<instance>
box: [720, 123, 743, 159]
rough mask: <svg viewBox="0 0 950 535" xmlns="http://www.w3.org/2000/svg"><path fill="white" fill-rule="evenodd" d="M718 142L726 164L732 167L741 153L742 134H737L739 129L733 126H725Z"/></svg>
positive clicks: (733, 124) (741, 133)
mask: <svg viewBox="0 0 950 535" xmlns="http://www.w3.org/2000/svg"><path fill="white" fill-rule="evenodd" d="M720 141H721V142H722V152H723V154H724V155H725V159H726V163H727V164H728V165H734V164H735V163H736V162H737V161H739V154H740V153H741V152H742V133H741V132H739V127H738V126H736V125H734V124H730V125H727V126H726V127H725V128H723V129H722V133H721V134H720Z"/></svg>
--------------------------------
**PROBLEM TO SOLVE:** What is needed is a word-for-word copy of all the records above.

**PROBLEM SOLUTION:**
<instance>
box: [720, 123, 743, 159]
rough mask: <svg viewBox="0 0 950 535" xmlns="http://www.w3.org/2000/svg"><path fill="white" fill-rule="evenodd" d="M718 142L726 164L732 167L741 153L742 134H737L739 129L733 126H725Z"/></svg>
positive clicks: (733, 124) (741, 133)
mask: <svg viewBox="0 0 950 535" xmlns="http://www.w3.org/2000/svg"><path fill="white" fill-rule="evenodd" d="M720 141H721V142H722V152H723V154H724V155H725V159H726V163H727V164H728V165H734V164H735V163H736V162H737V161H739V154H740V153H741V152H742V133H741V132H739V127H738V126H736V125H734V124H730V125H727V126H726V127H725V128H723V129H722V133H721V134H720Z"/></svg>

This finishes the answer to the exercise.